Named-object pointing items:

╔══

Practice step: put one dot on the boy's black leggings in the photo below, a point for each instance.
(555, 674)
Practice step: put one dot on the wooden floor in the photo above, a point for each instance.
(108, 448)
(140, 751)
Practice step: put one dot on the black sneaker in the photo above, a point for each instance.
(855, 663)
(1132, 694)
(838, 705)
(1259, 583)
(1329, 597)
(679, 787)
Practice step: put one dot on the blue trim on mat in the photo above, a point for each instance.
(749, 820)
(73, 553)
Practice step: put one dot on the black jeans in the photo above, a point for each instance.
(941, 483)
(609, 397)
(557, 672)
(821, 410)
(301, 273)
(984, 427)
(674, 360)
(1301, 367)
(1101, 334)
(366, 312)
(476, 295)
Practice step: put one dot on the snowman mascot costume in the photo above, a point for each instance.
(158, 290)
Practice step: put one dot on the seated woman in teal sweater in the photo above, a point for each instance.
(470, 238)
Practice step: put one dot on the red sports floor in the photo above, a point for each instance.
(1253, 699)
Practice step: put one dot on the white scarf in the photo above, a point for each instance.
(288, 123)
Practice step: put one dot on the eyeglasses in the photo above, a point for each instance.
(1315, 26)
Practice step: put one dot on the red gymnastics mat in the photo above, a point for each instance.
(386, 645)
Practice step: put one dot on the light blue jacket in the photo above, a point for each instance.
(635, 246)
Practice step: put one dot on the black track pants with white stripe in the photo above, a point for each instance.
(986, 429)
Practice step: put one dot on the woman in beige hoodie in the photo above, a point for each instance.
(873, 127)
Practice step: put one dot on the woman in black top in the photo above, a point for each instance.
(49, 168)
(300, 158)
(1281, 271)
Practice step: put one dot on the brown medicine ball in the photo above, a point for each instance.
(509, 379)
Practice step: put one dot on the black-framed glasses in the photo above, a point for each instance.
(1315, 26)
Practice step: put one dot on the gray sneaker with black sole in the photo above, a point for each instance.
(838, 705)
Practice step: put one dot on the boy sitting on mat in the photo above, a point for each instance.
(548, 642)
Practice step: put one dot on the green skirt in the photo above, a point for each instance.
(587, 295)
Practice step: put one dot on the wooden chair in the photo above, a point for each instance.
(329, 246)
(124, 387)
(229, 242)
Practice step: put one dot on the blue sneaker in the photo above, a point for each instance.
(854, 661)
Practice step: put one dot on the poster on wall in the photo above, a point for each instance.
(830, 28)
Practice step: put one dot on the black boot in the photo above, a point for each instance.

╚══

**Given exercise**
Copy out the lines word for word. Begin at the line that has "Practice step: put one dot on the woman in black" and stop after the final line of the items above.

**Answer to the task**
Practice step: put one dot on the woman in black top in the photo above, a point for each instance.
(49, 168)
(300, 158)
(1281, 271)
Practice step: put one dot on the brown medicine ball in the photo above, a point for each instance.
(509, 379)
Practice step: put one dot on the black-framed glasses in the photo above, a point for each instance.
(1315, 26)
Practice step: put one dot on the gray sneaker with black sole in the photo above, a point for each instance.
(838, 705)
Practice step: put one dot on the boy sitting on mat in the photo above, a point for each instance.
(548, 642)
Practice step: put one dot on the green skirt in the photo above, a point for each instance.
(587, 295)
Practice step: put one dot on the wooden chair in the photo above, a point for each instance.
(329, 246)
(124, 387)
(229, 242)
Practice step: put one dot on the blue sneaker in the photo above, a point for each instance.
(854, 661)
Practice step: put one dot on the poster on wall in the photo above, a point for each instance.
(830, 28)
Practice step: put one dot on the black boot in the photo above, a point for each instance.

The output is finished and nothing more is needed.